> [WHAT THIS TASK INVOLVES] Set out the lines below as a JSON list of strings, one string per line and no blank lines, covering only the stretch from the line that contains "Would you be able to indicate the reflection" through the last line, inclusive.

> [DATASET EXTRACT]

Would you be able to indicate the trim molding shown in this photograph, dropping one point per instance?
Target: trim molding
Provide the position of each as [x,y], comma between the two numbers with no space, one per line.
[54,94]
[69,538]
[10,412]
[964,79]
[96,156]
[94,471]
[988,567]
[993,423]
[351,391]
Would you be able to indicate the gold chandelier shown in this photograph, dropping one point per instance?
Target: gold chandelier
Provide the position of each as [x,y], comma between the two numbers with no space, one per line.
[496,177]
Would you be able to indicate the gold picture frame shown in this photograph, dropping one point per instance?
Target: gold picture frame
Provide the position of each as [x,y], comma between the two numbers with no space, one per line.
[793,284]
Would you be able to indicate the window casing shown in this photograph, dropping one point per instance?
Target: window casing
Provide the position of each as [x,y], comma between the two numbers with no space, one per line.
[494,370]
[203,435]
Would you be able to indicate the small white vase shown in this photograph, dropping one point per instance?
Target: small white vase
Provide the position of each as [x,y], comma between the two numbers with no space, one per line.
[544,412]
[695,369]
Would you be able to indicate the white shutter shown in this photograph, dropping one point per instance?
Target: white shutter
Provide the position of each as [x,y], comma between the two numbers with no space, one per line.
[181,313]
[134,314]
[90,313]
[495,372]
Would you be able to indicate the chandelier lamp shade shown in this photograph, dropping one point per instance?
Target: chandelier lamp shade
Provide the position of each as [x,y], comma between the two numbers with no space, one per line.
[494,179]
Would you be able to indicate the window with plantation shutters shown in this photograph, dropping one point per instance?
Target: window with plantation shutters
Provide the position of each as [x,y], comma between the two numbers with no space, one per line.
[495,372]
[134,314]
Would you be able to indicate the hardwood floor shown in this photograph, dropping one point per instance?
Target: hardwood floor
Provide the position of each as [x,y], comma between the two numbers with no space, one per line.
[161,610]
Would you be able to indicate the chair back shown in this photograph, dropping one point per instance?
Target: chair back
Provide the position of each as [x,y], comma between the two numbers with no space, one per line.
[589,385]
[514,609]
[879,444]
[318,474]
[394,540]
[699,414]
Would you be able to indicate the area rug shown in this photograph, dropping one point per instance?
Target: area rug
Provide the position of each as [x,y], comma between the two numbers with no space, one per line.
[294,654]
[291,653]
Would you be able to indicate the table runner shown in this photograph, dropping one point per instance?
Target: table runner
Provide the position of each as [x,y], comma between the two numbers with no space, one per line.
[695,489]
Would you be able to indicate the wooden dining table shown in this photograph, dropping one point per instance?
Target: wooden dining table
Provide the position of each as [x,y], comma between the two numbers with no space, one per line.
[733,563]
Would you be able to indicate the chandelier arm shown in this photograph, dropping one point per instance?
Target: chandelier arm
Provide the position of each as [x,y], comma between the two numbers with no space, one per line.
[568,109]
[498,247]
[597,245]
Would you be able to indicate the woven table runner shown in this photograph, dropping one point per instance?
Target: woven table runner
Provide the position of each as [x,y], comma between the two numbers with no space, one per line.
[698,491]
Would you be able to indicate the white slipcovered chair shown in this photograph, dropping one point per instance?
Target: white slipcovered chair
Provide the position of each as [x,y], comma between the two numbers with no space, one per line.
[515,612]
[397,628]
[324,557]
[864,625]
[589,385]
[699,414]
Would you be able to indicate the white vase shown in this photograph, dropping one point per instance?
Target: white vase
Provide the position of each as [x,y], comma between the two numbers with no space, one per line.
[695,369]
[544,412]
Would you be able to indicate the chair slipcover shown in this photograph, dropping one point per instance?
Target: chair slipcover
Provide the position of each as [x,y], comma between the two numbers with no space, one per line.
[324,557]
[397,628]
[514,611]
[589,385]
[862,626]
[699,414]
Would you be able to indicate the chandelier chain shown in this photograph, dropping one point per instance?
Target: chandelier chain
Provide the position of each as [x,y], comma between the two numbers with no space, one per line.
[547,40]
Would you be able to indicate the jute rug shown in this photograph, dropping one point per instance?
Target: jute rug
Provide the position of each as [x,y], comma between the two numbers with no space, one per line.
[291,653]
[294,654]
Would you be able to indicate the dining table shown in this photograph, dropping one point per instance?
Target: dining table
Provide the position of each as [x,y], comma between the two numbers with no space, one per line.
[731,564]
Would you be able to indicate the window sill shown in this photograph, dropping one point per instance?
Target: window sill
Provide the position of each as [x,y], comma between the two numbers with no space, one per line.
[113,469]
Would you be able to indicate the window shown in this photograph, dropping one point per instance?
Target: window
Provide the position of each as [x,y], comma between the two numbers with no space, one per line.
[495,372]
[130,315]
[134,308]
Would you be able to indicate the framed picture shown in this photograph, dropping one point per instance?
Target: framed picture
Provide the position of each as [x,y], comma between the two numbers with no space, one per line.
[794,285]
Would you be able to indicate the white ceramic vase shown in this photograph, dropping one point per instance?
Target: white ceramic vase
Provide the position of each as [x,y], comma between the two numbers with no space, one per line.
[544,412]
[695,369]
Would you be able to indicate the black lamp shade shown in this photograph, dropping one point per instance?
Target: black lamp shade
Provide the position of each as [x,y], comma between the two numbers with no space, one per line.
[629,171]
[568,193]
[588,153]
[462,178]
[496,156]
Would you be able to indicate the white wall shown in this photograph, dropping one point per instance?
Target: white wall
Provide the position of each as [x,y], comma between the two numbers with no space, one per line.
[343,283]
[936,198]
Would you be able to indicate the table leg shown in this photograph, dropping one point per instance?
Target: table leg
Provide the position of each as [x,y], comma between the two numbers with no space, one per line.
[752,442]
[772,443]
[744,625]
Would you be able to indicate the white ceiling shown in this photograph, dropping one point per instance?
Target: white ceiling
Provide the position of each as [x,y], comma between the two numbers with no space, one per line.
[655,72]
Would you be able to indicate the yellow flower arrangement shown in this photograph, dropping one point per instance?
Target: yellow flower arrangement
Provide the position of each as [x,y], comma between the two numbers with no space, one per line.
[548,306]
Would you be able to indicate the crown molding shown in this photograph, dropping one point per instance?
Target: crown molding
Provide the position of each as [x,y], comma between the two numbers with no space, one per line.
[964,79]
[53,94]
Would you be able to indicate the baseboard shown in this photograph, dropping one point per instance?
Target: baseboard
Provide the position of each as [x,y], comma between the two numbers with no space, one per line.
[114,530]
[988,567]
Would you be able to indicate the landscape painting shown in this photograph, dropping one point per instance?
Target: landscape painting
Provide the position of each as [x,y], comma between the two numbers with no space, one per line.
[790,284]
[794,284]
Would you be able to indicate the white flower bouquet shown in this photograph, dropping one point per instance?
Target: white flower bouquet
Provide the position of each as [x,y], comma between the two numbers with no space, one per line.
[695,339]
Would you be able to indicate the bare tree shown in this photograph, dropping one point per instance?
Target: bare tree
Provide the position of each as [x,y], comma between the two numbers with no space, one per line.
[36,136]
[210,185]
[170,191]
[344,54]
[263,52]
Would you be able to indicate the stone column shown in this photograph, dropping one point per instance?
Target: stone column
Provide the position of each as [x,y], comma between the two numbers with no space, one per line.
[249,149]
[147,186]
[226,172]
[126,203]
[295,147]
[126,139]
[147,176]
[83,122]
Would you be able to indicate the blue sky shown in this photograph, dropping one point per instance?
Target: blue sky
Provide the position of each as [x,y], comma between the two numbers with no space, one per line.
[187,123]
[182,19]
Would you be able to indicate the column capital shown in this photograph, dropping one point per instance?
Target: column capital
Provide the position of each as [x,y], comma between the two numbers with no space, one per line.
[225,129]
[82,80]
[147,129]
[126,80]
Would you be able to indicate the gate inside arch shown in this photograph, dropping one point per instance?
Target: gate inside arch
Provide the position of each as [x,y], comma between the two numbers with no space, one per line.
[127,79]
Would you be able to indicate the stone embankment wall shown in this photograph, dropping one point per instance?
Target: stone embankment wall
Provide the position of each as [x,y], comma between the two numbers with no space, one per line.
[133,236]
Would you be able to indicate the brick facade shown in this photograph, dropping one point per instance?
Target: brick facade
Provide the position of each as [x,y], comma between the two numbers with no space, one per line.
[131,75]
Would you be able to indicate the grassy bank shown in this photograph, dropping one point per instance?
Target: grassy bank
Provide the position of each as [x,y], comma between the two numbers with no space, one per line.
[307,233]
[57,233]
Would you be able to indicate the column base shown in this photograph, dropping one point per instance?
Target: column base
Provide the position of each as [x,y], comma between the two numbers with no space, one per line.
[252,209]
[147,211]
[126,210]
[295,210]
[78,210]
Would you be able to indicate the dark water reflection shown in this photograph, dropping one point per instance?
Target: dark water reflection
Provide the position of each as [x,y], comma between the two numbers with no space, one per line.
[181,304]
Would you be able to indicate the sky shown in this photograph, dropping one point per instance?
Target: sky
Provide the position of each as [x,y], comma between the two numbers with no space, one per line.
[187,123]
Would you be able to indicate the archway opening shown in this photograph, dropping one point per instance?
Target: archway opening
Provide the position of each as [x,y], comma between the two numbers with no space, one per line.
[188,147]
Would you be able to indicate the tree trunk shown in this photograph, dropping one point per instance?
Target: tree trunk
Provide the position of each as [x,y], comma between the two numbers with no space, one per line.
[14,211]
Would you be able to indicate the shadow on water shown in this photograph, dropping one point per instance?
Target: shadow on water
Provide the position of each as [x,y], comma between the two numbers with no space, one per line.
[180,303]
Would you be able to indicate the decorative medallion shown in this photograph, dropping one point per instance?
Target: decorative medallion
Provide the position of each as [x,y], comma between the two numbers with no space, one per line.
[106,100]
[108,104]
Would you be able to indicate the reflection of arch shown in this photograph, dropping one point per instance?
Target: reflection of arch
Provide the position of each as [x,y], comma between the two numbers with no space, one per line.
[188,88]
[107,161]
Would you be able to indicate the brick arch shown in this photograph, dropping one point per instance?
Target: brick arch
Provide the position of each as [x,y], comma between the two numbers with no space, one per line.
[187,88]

> [RESULT FOR THIS TASK]
[
  "Would you be able to indicate the reflection of arch shown in this photograph, dropping one point per instance?",
  "Target: reflection of arch",
  "Provide the position of each as [x,y], comma between the two numbers with no space, one per line.",
  "[188,88]",
  "[107,161]",
  "Would you be able to indicate the brick arch shown in this photograph, dropping one point per instance?",
  "Target: brick arch",
  "Provide the position of each as [x,y], comma between the two numbers with no space, one per line.",
  "[187,88]"
]